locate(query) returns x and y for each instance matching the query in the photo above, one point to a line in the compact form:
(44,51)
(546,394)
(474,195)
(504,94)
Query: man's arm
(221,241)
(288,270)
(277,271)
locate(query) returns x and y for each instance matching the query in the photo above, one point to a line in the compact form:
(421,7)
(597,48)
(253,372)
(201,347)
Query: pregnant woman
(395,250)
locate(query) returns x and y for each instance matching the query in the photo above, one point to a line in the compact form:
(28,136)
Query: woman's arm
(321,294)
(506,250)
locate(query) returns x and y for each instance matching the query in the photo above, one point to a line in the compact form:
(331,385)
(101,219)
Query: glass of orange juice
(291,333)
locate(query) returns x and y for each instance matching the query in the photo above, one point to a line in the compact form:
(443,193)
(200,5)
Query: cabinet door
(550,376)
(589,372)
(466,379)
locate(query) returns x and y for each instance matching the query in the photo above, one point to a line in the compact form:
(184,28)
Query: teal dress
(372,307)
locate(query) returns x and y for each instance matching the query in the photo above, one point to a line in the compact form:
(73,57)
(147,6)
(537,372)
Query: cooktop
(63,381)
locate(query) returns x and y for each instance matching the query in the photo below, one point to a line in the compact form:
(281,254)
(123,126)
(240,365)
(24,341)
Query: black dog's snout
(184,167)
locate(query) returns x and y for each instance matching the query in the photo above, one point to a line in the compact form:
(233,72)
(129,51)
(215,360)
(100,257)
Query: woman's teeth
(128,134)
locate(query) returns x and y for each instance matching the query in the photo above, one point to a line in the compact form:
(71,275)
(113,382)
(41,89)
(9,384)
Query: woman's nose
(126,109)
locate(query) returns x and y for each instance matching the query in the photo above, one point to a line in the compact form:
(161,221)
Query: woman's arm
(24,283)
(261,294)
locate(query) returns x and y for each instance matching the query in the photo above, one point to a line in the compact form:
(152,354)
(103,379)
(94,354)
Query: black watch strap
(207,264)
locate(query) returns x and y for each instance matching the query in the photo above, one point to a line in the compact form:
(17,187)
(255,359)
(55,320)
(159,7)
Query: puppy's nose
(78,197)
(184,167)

======

- _Work to complete_:
The records above must be written out again exactly.

- _Output for this exercise_:
locate(query) returns x and y for each instance matching the query in the photo above, one point to a line in the compact form:
(44,51)
(546,394)
(474,195)
(504,94)
Query: man's arm
(221,241)
(288,270)
(277,271)
locate(query) returns x and y for each instance matching the query in the photo above, one point to a line in the compact form:
(421,7)
(597,48)
(253,372)
(201,347)
Query: pregnant woman
(395,250)
locate(query) returns x and y for each instance matching the query in the photo above, one point to a line in the compact form:
(28,136)
Query: woman's arm
(321,294)
(506,250)
locate(query) returns x and y for each instance matching the query in the photo above, one point to a line in the compact form:
(331,385)
(101,219)
Query: glass of orange juice
(291,333)
locate(query) returns x and y for each instance matching the query in the photo above, one point to a line in the compact form:
(443,193)
(200,5)
Query: cabinet door
(550,376)
(589,372)
(466,379)
locate(query) returns x and y for each instance matching the query in the photo above, one point to a line in the compact form:
(184,28)
Query: teal dress
(372,307)
locate(query) returns x and y for each instance matching the query in the photo above, one point to a line in the compact form:
(73,57)
(147,6)
(537,372)
Query: cooktop
(63,381)
locate(query) returns x and y for each instance matching the query in the photo below, one point to a line in the compact form:
(281,254)
(123,126)
(240,365)
(24,341)
Query: black dog's snout
(184,167)
locate(query) returns x and y for each instance matching the query in the photo above, one point to a line in the compact form:
(233,72)
(129,51)
(215,360)
(100,257)
Query: woman's teeth
(128,134)
locate(query) returns x and y for each instance matching the query in the photo above, one point to a line in the compact form:
(71,275)
(113,382)
(41,89)
(9,384)
Query: woman's nose
(126,109)
locate(query) returns x and y for each instance matching the query in the photo above, one point to a line in the compact form:
(161,221)
Query: woman's arm
(24,283)
(261,294)
locate(query) returns x and y for each instance matching the query in the photo above, one point to a line in the compact form:
(152,354)
(103,379)
(94,354)
Query: black watch strap
(207,264)
locate(query) returns x and y for each instance matching the query in the photo above, one point to a line in the compact form:
(17,187)
(255,359)
(55,320)
(159,7)
Query: puppy's nose
(78,197)
(184,167)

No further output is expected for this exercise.